** Opening Material provided block **

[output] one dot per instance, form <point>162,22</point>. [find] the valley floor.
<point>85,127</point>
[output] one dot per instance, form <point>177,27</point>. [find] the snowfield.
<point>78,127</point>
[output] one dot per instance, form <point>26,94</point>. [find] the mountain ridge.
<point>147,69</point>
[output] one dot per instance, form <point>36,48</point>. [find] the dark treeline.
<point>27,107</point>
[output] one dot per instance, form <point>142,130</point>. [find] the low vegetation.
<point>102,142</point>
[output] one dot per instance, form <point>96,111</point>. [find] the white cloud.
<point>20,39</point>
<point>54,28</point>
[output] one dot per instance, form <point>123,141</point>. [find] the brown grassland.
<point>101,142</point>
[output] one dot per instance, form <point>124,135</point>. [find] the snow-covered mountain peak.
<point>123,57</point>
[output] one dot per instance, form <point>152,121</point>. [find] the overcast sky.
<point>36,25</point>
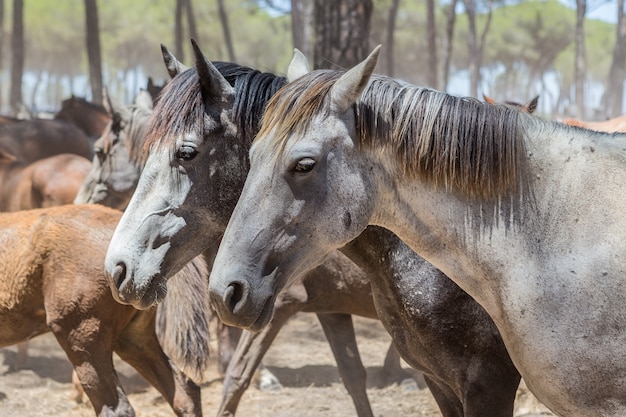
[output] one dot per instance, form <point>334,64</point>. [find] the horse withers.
<point>52,280</point>
<point>526,215</point>
<point>186,194</point>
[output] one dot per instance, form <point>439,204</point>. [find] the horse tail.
<point>182,320</point>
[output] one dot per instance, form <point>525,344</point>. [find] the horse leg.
<point>248,354</point>
<point>138,345</point>
<point>448,402</point>
<point>228,337</point>
<point>92,359</point>
<point>339,331</point>
<point>492,395</point>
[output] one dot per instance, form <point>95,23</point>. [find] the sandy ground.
<point>300,358</point>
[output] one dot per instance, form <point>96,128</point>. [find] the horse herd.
<point>316,192</point>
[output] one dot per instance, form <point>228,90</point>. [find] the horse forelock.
<point>136,133</point>
<point>180,109</point>
<point>178,112</point>
<point>459,143</point>
<point>475,149</point>
<point>291,109</point>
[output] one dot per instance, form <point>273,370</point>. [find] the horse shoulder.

** Closing Material provided block **

__Try it__
The records above are to be duplicated exactly, pictures left out.

__Your response__
[output] one dot per instance, form <point>162,22</point>. [find] the valley floor.
<point>85,127</point>
[output] one dot per instance, form <point>177,27</point>. [find] the snowfield.
<point>78,127</point>
[output] one dot per instance, form <point>26,94</point>. [find] the mountain ridge.
<point>147,69</point>
[output] one dot per instance, form <point>36,48</point>. [find] the dark treeline.
<point>27,107</point>
[output] one dot per instance, form <point>142,130</point>. [find] the low vegetation.
<point>102,142</point>
[output] one dot per instance, form <point>96,111</point>. [find] the white cloud.
<point>20,39</point>
<point>54,28</point>
[output] one dot per instance, form <point>123,141</point>. [find] the brown grassland.
<point>101,142</point>
[output] one dot per instance, form <point>124,135</point>. [find] the snow-covered mountain peak.
<point>123,57</point>
[output] one dot per instance, form <point>152,121</point>. [find] the overcast sky.
<point>36,25</point>
[output] one dot per instance, form <point>334,64</point>. [find] the horse withers.
<point>52,280</point>
<point>526,215</point>
<point>186,194</point>
[output] one dot per instance, form <point>439,204</point>. [find] the horse tail.
<point>182,320</point>
[output] one dot per instance, form <point>525,344</point>. [find] the horse leg.
<point>248,354</point>
<point>138,345</point>
<point>448,402</point>
<point>228,337</point>
<point>92,359</point>
<point>339,331</point>
<point>492,395</point>
[output] one dot per instance, form <point>95,23</point>. [find] the sandy ground.
<point>300,358</point>
[output] one dot per instance, form <point>96,128</point>. [find] the horse herd.
<point>316,192</point>
[output] one dot per instance, form <point>228,90</point>. [find] the horse forelock.
<point>136,133</point>
<point>180,109</point>
<point>178,112</point>
<point>459,143</point>
<point>475,149</point>
<point>291,109</point>
[output] one dot per instance, form <point>273,370</point>. [find] the horse shoulder.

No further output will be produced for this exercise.